*WORK TO COMPLETE*: Gather every line below that contains the word "large", and copy each one out in full.

*WORKING DATA*:

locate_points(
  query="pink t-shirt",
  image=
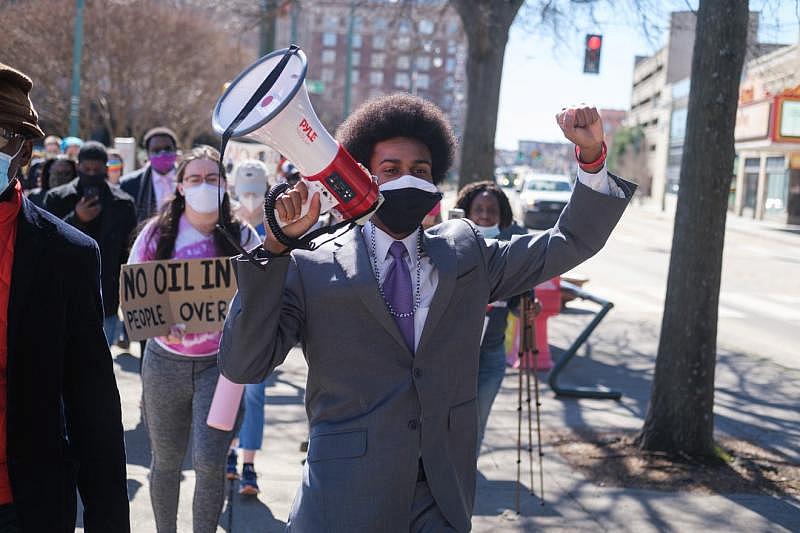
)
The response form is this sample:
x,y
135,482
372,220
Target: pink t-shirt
x,y
190,244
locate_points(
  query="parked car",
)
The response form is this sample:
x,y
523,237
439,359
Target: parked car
x,y
542,198
510,177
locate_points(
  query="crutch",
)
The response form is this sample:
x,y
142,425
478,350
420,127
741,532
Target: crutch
x,y
527,345
532,310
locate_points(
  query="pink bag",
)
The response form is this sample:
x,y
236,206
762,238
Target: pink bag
x,y
225,404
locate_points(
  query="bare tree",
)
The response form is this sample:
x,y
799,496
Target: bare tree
x,y
680,417
486,24
145,63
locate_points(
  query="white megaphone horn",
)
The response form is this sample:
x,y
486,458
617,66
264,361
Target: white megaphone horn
x,y
268,102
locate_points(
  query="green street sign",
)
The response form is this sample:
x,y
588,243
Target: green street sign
x,y
315,86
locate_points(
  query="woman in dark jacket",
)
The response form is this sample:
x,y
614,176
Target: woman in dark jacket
x,y
487,206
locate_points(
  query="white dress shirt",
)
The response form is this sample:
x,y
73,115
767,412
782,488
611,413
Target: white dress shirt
x,y
429,276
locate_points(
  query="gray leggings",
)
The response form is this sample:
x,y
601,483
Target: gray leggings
x,y
177,397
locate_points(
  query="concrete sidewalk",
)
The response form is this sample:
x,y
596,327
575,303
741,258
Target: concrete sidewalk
x,y
756,399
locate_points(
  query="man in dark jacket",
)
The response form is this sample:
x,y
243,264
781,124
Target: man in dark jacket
x,y
105,214
154,184
60,419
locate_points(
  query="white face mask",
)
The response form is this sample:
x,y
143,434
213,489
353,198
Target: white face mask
x,y
203,198
252,203
489,232
5,165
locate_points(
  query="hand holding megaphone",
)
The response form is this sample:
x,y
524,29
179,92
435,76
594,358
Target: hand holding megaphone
x,y
290,207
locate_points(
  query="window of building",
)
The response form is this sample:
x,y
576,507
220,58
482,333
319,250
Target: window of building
x,y
328,39
752,166
328,57
777,185
452,27
331,22
377,60
401,80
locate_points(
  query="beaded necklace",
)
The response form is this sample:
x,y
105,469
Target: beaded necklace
x,y
374,257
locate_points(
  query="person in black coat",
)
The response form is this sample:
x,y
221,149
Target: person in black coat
x,y
154,184
105,214
61,423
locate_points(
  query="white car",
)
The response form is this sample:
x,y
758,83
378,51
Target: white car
x,y
542,198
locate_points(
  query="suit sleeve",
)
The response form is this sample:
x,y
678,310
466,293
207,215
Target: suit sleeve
x,y
266,319
92,404
581,231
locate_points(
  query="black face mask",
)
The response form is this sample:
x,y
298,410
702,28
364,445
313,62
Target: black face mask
x,y
402,210
91,180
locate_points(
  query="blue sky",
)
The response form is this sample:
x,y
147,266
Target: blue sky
x,y
540,77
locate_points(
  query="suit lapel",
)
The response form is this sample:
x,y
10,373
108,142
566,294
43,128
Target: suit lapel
x,y
29,256
354,260
443,257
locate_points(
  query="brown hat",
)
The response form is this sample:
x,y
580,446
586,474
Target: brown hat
x,y
16,109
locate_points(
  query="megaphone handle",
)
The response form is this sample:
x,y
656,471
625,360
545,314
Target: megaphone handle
x,y
326,199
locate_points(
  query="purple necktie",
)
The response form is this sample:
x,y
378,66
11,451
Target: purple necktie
x,y
398,292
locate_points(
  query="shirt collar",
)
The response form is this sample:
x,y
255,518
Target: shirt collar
x,y
383,241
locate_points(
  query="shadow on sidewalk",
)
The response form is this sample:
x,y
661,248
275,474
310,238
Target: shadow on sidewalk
x,y
498,498
755,400
247,514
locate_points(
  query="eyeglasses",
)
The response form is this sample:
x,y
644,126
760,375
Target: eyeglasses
x,y
195,180
8,136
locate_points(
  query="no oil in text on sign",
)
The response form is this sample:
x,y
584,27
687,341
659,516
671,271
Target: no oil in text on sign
x,y
194,293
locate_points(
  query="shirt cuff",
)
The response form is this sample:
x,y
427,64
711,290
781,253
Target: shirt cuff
x,y
600,182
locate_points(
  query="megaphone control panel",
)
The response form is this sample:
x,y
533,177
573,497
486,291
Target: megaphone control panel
x,y
340,187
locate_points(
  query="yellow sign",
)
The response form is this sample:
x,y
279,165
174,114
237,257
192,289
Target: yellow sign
x,y
193,294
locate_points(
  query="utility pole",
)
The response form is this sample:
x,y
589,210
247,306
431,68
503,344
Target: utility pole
x,y
266,32
295,13
348,74
77,53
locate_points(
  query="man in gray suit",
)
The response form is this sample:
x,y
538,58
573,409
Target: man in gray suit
x,y
390,320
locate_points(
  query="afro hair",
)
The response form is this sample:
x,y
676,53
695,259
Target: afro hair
x,y
399,115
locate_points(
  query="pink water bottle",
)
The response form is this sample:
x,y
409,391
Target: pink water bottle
x,y
225,404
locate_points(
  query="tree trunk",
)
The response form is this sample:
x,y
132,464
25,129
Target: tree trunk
x,y
680,416
486,24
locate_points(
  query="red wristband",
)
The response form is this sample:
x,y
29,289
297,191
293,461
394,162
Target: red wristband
x,y
592,166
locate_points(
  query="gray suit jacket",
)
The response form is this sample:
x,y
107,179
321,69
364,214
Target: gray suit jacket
x,y
374,408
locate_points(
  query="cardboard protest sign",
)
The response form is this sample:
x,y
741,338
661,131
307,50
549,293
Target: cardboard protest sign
x,y
193,294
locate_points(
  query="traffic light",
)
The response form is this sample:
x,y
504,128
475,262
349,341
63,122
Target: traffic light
x,y
591,58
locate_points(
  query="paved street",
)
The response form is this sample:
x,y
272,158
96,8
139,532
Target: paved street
x,y
758,397
759,300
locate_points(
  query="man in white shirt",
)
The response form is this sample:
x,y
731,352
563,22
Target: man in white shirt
x,y
390,319
152,185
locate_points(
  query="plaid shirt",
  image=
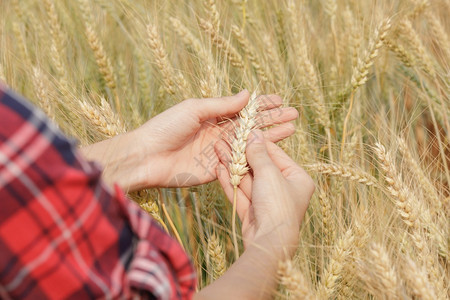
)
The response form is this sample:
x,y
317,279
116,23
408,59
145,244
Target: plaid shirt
x,y
66,235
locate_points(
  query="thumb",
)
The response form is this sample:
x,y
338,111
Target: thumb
x,y
206,109
257,155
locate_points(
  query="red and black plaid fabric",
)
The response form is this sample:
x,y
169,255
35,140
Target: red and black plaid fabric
x,y
66,235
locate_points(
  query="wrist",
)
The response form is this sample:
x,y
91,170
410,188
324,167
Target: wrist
x,y
281,240
123,160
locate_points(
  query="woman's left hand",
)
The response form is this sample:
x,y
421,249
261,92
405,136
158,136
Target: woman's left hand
x,y
176,148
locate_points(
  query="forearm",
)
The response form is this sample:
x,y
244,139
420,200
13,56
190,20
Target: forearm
x,y
253,275
122,162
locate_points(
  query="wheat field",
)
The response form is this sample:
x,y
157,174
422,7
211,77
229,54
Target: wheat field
x,y
371,80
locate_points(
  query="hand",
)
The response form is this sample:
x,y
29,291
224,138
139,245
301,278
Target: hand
x,y
272,199
179,143
271,203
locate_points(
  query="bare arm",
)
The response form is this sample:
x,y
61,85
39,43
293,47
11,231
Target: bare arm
x,y
280,195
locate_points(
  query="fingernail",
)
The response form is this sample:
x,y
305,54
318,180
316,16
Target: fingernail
x,y
257,136
241,92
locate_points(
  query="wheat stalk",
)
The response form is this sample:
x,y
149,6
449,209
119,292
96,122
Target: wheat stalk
x,y
238,165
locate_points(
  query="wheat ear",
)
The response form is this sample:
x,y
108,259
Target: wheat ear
x,y
361,72
171,78
238,164
58,45
417,280
41,82
379,273
208,86
222,44
250,52
333,272
328,226
102,118
2,73
407,31
217,255
293,281
343,171
101,58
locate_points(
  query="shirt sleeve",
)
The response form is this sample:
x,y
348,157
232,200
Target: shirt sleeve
x,y
66,235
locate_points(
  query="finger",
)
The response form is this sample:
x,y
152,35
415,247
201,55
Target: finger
x,y
276,116
266,102
263,120
223,151
257,156
274,134
242,201
288,167
280,132
211,108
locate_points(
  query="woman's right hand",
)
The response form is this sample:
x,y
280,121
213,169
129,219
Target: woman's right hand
x,y
273,198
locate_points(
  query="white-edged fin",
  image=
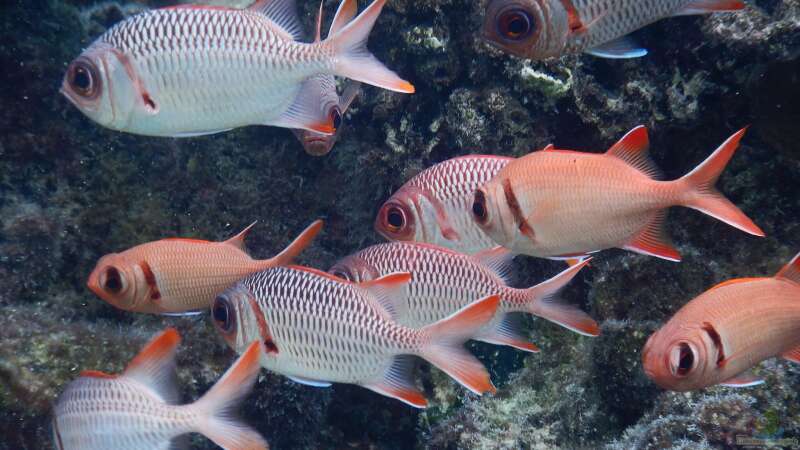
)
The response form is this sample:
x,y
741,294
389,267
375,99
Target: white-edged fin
x,y
306,111
283,13
391,292
216,408
508,331
710,6
499,260
398,382
309,381
354,61
744,379
154,366
620,48
634,148
344,14
445,348
238,240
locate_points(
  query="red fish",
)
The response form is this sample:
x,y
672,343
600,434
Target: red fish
x,y
718,336
565,204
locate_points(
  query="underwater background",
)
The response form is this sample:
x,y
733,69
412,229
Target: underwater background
x,y
72,191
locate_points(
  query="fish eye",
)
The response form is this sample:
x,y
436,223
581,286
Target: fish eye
x,y
113,281
336,117
221,312
479,208
514,24
84,78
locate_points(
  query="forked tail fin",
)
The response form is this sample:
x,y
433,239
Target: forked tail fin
x,y
704,197
217,406
354,60
445,346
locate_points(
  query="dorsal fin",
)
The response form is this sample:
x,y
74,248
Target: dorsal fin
x,y
498,260
633,149
238,240
791,271
283,13
154,366
344,14
390,292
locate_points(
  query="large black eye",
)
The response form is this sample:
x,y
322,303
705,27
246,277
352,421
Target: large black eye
x,y
395,219
514,24
336,117
84,78
113,281
479,207
221,312
685,360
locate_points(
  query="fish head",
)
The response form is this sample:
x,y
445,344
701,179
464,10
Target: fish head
x,y
355,269
114,279
534,29
679,357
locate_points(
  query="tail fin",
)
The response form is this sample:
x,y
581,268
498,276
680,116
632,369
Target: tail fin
x,y
303,240
545,302
445,347
218,404
354,61
702,195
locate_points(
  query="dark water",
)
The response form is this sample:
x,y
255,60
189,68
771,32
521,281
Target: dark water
x,y
72,191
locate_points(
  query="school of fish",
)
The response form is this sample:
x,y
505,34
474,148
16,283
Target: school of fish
x,y
454,229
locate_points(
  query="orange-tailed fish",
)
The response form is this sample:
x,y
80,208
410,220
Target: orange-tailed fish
x,y
539,29
191,70
720,335
138,409
323,88
566,204
178,276
318,329
444,281
435,206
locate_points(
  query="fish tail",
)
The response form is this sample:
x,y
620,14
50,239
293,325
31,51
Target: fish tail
x,y
704,197
354,61
545,302
445,349
217,406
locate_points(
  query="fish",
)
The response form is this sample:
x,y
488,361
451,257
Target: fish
x,y
444,281
720,335
193,70
565,204
139,409
541,29
317,329
435,206
178,276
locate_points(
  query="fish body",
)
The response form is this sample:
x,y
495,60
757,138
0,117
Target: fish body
x,y
718,336
193,70
174,276
318,329
444,281
138,409
566,204
435,205
539,29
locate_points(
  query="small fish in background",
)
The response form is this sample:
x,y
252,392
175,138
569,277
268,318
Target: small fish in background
x,y
444,281
193,70
138,409
318,329
181,276
564,204
539,29
435,206
721,334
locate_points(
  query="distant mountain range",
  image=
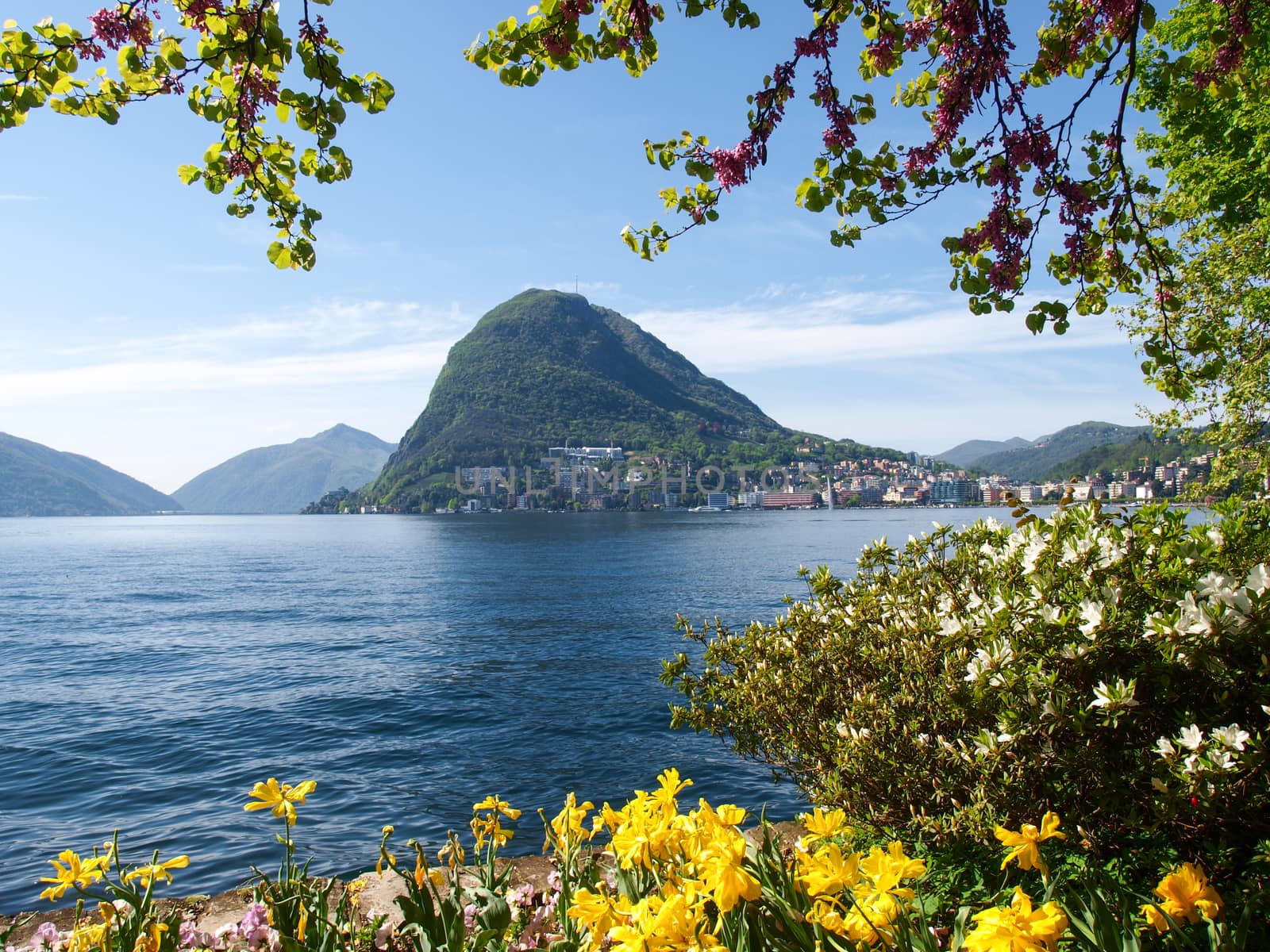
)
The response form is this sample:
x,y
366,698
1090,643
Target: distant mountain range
x,y
965,454
1049,456
36,480
548,367
285,478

*THE OUTPUT*:
  query="large black eye",
Target: large black eye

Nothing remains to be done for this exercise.